#### Data provided

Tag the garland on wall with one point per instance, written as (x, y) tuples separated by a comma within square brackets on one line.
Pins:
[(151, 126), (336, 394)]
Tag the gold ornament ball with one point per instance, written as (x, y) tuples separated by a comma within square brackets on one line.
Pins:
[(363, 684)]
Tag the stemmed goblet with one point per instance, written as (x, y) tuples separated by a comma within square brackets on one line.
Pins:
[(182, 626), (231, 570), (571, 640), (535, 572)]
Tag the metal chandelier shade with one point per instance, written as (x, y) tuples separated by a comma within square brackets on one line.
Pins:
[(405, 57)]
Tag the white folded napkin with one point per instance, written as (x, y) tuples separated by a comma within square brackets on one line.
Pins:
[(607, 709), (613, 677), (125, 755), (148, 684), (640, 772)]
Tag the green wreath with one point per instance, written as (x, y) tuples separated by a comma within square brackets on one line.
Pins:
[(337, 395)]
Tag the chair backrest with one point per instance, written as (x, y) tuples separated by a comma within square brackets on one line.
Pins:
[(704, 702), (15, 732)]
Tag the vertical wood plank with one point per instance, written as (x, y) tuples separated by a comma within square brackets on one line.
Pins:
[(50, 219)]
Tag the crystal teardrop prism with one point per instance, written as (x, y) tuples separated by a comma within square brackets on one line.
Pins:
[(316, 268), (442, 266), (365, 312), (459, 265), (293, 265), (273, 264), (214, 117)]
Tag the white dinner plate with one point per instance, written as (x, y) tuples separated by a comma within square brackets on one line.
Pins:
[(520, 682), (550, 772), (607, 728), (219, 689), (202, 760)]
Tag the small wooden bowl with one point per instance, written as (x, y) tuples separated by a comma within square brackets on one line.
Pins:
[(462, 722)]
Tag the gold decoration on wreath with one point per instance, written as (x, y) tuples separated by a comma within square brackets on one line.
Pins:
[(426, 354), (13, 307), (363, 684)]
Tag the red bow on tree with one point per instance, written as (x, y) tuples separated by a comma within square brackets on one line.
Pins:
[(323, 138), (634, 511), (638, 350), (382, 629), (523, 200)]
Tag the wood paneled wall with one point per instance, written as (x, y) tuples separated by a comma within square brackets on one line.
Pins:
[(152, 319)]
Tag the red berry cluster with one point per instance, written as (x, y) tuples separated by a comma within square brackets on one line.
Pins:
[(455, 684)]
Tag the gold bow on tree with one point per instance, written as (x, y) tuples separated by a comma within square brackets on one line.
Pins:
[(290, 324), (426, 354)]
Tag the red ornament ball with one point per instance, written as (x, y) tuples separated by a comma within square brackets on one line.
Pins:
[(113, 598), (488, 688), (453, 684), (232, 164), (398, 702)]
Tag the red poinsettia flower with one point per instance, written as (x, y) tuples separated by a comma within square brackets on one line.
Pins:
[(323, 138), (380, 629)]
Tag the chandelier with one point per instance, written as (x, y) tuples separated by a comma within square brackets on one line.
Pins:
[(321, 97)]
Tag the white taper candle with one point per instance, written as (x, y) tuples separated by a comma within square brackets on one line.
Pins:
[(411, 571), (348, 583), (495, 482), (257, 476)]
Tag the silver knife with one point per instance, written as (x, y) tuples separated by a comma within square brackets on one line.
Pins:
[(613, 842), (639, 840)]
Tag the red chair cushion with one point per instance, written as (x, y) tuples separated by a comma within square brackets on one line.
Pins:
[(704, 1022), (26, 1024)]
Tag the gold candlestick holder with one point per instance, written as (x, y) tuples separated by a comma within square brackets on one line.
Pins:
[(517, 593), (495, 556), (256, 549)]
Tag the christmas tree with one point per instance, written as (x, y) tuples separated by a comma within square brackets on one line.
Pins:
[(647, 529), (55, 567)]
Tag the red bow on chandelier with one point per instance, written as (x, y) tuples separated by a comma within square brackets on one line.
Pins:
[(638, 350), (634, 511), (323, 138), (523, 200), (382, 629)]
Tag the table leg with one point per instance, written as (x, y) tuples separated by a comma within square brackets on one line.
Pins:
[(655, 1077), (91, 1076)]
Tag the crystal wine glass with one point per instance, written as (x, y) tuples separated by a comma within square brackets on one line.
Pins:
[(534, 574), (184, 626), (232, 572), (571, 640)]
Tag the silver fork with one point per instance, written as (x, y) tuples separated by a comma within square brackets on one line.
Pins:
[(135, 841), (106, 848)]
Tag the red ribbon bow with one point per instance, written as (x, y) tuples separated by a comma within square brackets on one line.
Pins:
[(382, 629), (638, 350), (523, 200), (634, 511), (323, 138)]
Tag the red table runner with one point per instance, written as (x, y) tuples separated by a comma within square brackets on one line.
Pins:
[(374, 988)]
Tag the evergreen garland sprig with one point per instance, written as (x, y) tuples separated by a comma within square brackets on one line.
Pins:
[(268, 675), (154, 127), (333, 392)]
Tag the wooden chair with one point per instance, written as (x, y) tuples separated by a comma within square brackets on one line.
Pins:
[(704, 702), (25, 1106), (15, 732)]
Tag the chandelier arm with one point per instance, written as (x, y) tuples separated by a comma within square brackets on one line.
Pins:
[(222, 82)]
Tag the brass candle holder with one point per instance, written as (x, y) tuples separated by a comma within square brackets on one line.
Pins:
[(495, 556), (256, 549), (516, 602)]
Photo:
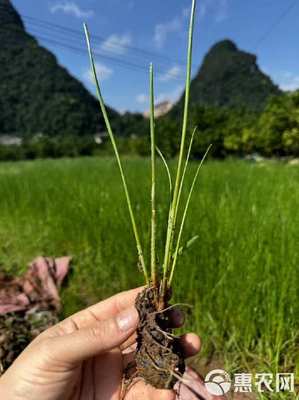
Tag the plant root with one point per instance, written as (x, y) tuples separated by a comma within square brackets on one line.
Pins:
[(159, 355)]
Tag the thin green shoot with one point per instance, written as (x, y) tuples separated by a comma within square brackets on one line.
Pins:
[(186, 164), (153, 189), (167, 169), (175, 256), (174, 203), (111, 135)]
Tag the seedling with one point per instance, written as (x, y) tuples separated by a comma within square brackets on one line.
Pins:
[(159, 357)]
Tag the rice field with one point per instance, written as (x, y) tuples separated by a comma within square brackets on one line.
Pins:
[(241, 275)]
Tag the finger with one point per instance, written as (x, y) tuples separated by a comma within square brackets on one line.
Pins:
[(101, 337), (191, 344), (130, 342), (97, 312), (108, 375), (176, 317), (140, 390)]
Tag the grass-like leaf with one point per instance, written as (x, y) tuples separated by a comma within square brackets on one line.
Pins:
[(111, 135), (174, 204), (176, 253), (153, 189), (167, 169)]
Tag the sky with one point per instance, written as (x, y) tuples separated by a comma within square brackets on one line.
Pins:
[(129, 34)]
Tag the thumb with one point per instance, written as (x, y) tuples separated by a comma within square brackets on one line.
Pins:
[(98, 338)]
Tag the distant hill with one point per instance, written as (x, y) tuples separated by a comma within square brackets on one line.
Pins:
[(230, 77), (37, 95)]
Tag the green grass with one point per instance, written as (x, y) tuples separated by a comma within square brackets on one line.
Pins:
[(241, 274)]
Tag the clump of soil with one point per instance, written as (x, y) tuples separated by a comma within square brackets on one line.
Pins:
[(159, 355)]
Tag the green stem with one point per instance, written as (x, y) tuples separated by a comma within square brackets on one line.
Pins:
[(184, 216), (153, 191), (174, 204), (111, 135)]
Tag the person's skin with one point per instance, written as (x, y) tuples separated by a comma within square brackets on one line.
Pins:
[(82, 358)]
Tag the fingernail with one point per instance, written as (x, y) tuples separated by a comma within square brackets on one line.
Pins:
[(127, 319)]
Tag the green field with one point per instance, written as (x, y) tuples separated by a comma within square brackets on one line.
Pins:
[(241, 275)]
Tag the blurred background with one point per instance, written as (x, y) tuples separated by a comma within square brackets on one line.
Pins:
[(60, 192)]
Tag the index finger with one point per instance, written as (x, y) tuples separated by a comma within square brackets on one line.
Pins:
[(98, 312)]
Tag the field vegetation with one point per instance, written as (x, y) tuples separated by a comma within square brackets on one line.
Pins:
[(241, 274)]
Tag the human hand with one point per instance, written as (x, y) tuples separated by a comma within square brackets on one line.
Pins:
[(82, 357)]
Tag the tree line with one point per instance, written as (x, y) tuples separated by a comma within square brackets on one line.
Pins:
[(233, 132)]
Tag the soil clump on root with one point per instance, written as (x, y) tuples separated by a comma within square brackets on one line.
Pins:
[(159, 355)]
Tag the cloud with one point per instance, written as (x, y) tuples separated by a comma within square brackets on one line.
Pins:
[(142, 98), (174, 72), (71, 8), (217, 8), (117, 44), (171, 96), (131, 4), (163, 30), (103, 73)]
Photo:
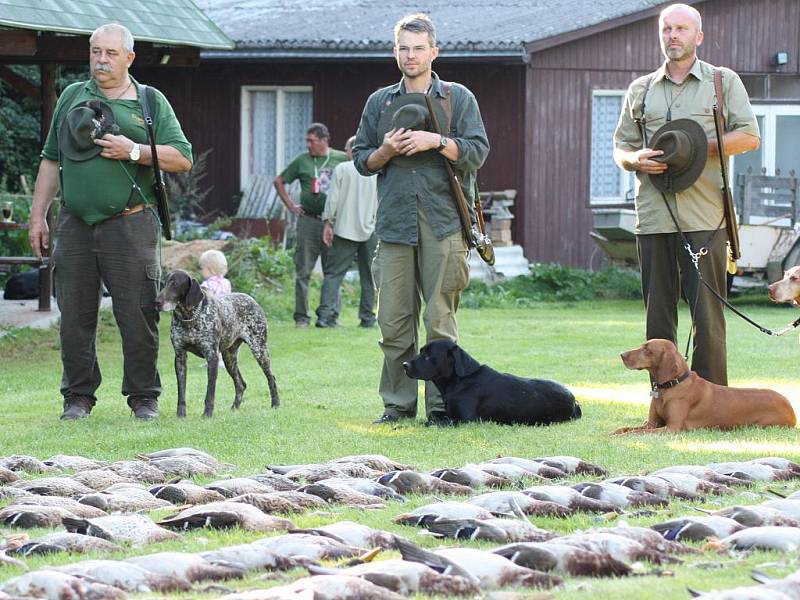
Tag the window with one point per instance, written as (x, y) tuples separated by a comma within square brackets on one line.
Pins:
[(608, 183), (274, 123)]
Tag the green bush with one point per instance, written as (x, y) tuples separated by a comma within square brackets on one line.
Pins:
[(552, 282)]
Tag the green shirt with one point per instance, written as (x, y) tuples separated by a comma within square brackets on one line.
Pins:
[(699, 207), (99, 188), (399, 188), (305, 168)]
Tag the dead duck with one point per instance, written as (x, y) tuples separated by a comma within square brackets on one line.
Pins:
[(252, 557), (471, 476), (52, 486), (489, 571), (309, 547), (785, 539), (654, 485), (354, 534), (182, 565), (648, 538), (619, 495), (688, 483), (516, 503), (707, 474), (53, 585), (405, 577), (532, 466), (494, 530), (621, 548), (138, 470), (758, 516), (185, 492), (563, 558), (124, 498), (66, 462), (442, 510), (7, 475), (275, 482), (61, 541), (29, 464), (697, 529), (221, 515), (411, 482), (238, 486), (74, 507), (125, 576), (343, 495), (566, 496), (135, 529), (182, 466), (282, 502), (572, 465), (755, 471), (379, 462), (365, 486), (329, 587), (28, 516), (100, 479)]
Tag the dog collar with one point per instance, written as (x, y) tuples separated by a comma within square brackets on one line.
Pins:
[(665, 385)]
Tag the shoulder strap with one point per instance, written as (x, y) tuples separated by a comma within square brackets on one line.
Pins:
[(447, 104), (720, 97)]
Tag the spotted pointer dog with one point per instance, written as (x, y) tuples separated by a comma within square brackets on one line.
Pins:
[(209, 326)]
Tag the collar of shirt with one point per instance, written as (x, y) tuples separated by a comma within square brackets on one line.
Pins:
[(436, 87), (662, 73)]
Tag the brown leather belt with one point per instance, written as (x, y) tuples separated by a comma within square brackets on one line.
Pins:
[(129, 211)]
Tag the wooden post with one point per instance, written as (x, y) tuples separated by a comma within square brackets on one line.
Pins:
[(49, 73)]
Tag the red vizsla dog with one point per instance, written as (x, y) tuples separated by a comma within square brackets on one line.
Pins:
[(681, 400)]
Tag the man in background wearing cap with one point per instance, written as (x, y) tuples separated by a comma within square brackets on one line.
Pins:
[(108, 231), (683, 88), (422, 255)]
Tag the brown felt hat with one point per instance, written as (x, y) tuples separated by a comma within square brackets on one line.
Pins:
[(410, 111), (685, 148), (83, 124)]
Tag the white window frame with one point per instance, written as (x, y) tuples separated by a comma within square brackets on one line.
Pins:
[(625, 177), (246, 134)]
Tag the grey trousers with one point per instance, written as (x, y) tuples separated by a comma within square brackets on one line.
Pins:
[(121, 253), (436, 272), (340, 257), (308, 247), (666, 270)]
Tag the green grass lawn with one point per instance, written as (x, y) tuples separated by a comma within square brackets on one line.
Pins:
[(328, 381)]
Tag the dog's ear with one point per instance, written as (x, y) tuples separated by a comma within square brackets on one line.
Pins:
[(463, 363), (195, 294)]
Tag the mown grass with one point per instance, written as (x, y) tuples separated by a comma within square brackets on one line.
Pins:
[(328, 381)]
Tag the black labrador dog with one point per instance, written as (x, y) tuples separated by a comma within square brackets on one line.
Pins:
[(209, 326), (472, 391)]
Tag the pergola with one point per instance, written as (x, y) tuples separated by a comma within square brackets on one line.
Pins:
[(55, 33)]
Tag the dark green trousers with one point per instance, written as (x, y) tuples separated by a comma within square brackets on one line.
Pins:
[(666, 270), (340, 257), (121, 253)]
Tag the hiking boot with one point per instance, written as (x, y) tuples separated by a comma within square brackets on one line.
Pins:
[(77, 408), (144, 408)]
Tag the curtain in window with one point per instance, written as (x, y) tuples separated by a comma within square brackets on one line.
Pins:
[(605, 175)]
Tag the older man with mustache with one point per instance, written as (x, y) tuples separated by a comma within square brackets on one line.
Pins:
[(97, 153)]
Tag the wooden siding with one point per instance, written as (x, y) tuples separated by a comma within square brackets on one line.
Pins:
[(207, 102), (556, 216)]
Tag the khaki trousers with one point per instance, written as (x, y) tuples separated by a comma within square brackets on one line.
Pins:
[(666, 270), (434, 272)]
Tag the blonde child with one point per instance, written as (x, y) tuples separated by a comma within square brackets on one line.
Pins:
[(214, 267)]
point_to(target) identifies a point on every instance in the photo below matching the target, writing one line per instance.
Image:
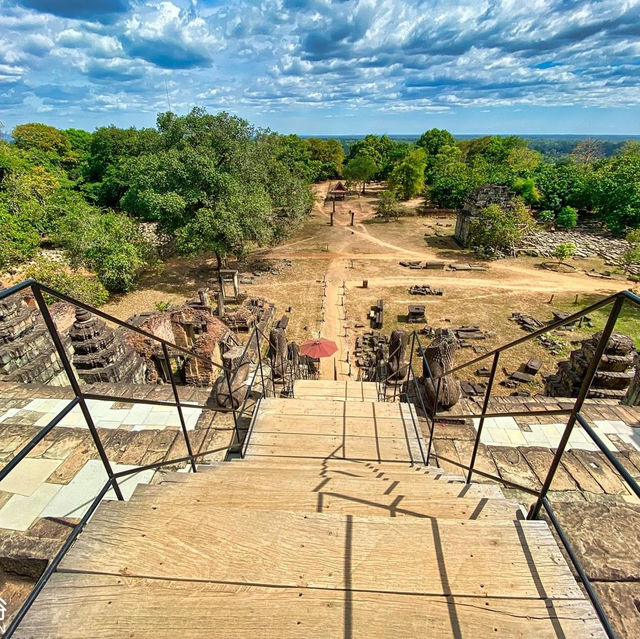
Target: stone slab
(29, 475)
(20, 511)
(74, 499)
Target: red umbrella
(318, 348)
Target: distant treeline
(212, 183)
(552, 146)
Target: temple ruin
(614, 375)
(27, 353)
(100, 354)
(477, 201)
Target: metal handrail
(617, 301)
(80, 399)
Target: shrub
(496, 228)
(546, 217)
(61, 278)
(564, 251)
(19, 240)
(567, 218)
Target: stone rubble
(591, 240)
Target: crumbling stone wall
(100, 354)
(478, 200)
(614, 375)
(27, 353)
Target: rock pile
(368, 351)
(614, 375)
(424, 289)
(591, 240)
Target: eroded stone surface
(605, 538)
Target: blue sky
(326, 66)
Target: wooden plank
(475, 558)
(348, 486)
(334, 502)
(447, 456)
(148, 609)
(513, 467)
(370, 448)
(397, 426)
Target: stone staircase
(330, 527)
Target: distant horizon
(556, 67)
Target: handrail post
(176, 396)
(75, 386)
(485, 404)
(233, 410)
(263, 390)
(577, 406)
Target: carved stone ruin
(233, 360)
(27, 353)
(229, 286)
(498, 194)
(614, 374)
(440, 355)
(398, 366)
(278, 352)
(100, 354)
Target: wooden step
(402, 555)
(371, 409)
(330, 390)
(324, 446)
(112, 606)
(337, 483)
(345, 465)
(397, 426)
(331, 502)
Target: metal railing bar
(153, 402)
(247, 437)
(73, 381)
(515, 413)
(577, 406)
(38, 438)
(609, 455)
(579, 569)
(485, 404)
(165, 352)
(16, 288)
(167, 462)
(53, 564)
(414, 420)
(115, 320)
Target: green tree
(361, 168)
(326, 157)
(501, 229)
(215, 183)
(387, 205)
(631, 255)
(564, 251)
(615, 189)
(407, 179)
(567, 218)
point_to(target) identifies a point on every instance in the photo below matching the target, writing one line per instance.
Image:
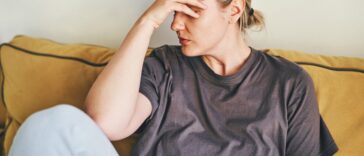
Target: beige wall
(332, 27)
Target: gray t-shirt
(267, 108)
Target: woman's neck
(229, 55)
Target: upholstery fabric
(38, 73)
(339, 86)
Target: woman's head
(217, 26)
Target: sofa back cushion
(39, 73)
(339, 86)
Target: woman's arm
(113, 98)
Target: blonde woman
(211, 95)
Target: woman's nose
(178, 21)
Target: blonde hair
(247, 21)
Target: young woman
(212, 95)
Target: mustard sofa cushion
(39, 73)
(339, 86)
(62, 73)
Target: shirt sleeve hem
(330, 150)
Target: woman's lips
(183, 41)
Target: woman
(213, 95)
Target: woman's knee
(56, 116)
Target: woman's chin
(189, 52)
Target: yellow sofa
(38, 73)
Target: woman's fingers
(185, 9)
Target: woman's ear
(236, 10)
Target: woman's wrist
(145, 20)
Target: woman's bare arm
(114, 96)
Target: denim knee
(61, 115)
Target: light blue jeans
(62, 130)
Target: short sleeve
(307, 133)
(151, 78)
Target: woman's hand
(160, 9)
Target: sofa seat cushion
(39, 73)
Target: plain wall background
(330, 27)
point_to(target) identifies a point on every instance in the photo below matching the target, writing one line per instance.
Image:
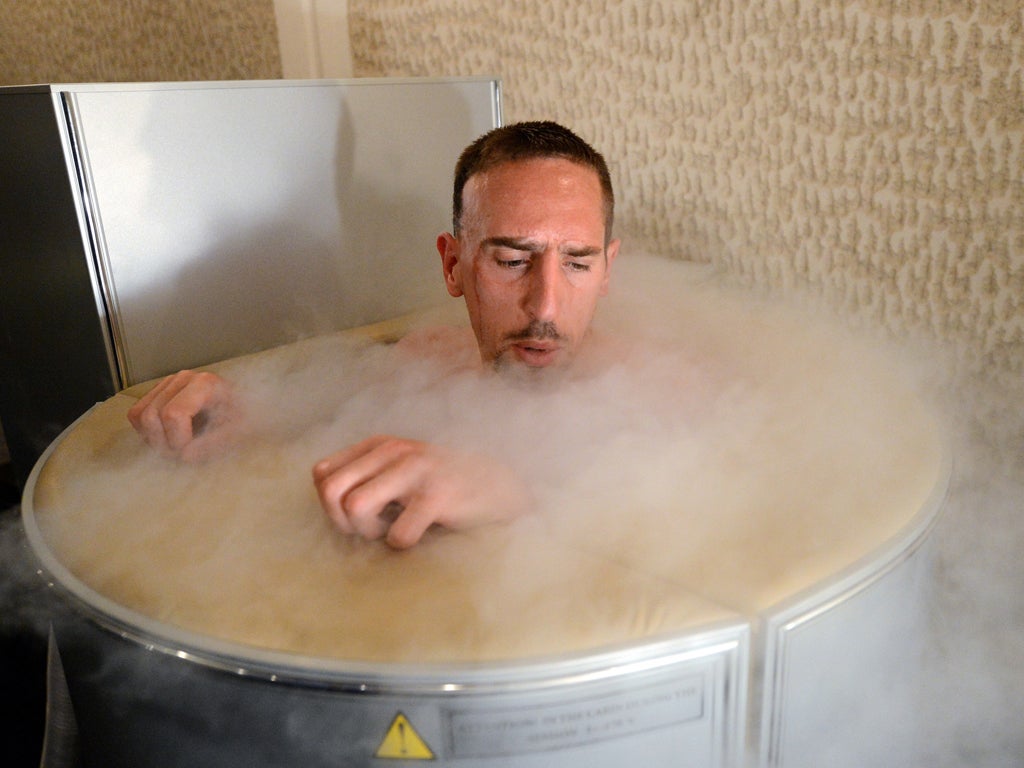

########

Your instructions
Pull out every line of the entries that includes the word "holder".

Answer box
Tag the gold candlestick holder with one point per instance, written as (x, y) tuples separated by a comma within square brackets on one line.
Tag the brass candle holder with one point per instance, written as (x, y) tuples separated by a comma within square brackets on one line.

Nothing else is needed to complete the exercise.